## GIVEN INSTRUCTION
Show every line of the data below that contains the string "altar", copying each one in full. Case counts when matching.

## RECORDS PROVIDED
>> Begin

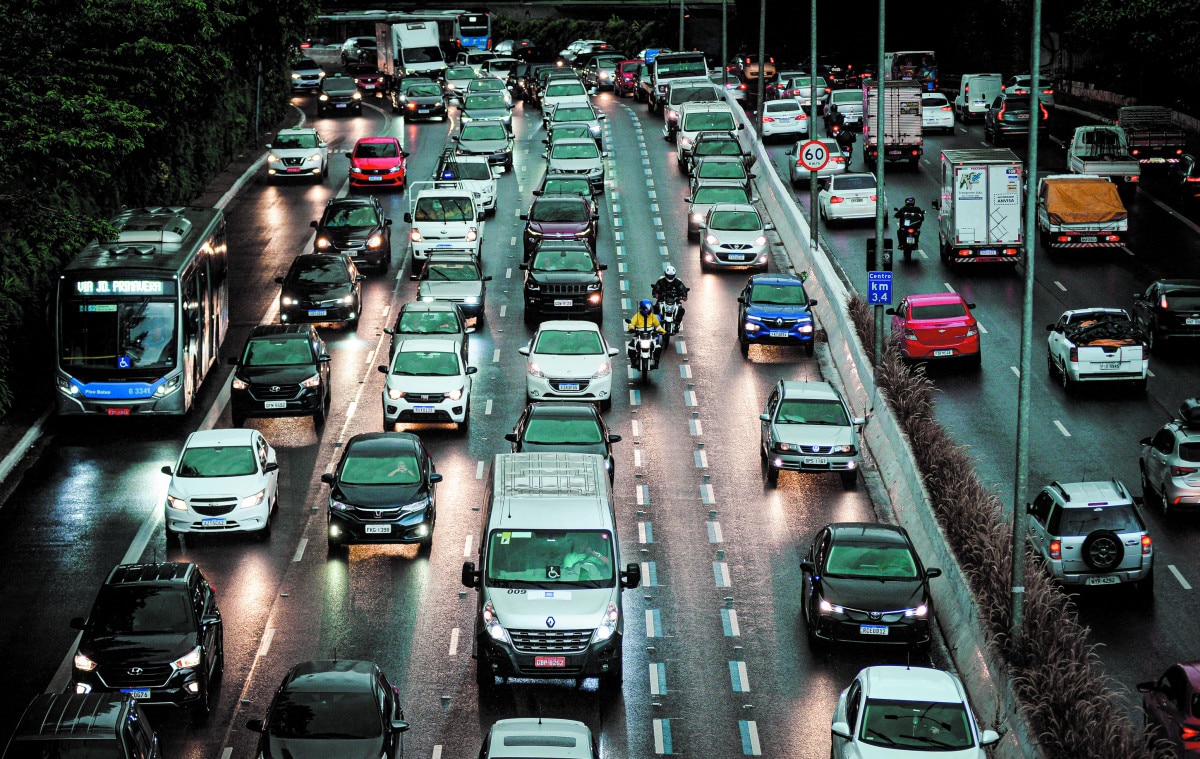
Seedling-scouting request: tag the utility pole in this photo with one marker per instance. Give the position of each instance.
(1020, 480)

>> End
>> Begin

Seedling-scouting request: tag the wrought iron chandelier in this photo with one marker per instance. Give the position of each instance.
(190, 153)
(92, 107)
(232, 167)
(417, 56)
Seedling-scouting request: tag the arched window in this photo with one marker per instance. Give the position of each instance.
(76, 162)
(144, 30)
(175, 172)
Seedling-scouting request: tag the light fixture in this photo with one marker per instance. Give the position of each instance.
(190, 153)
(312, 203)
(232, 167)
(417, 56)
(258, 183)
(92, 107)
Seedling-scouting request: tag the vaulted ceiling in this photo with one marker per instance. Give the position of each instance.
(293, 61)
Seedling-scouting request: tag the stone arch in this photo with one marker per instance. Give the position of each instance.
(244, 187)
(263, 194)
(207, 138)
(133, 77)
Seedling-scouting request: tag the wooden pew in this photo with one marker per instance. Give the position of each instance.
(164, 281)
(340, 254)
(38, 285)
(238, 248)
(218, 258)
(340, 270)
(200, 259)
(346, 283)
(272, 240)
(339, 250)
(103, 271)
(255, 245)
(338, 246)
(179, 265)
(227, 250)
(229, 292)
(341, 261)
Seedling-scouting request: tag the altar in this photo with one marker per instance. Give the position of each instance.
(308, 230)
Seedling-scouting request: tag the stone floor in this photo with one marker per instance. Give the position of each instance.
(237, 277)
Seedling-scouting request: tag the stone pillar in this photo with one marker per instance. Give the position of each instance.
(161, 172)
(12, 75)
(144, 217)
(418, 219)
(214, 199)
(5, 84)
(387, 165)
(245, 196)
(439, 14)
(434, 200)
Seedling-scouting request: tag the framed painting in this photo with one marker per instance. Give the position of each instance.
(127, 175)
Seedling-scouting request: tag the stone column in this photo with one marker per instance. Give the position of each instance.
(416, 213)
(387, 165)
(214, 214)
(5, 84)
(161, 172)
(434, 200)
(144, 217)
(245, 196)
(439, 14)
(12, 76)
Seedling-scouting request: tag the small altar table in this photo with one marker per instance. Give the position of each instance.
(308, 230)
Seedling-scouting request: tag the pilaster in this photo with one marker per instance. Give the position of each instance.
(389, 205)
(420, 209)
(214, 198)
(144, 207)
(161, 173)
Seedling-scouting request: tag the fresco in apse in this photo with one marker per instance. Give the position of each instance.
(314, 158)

>> End
>> Begin

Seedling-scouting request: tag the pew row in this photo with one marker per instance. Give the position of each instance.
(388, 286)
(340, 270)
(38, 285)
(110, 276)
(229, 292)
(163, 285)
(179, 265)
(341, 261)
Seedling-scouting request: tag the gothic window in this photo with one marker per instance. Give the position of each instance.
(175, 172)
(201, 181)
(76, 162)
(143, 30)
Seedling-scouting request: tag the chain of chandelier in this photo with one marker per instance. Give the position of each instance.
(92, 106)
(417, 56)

>> End

## TASK RESULT
Seedling-scouting request: tag the altar in this photo with one marker per instance. Give the position of each instance.
Seedling-scouting request: tag the small altar table in this photo with one marker per instance. Give the position of each instance.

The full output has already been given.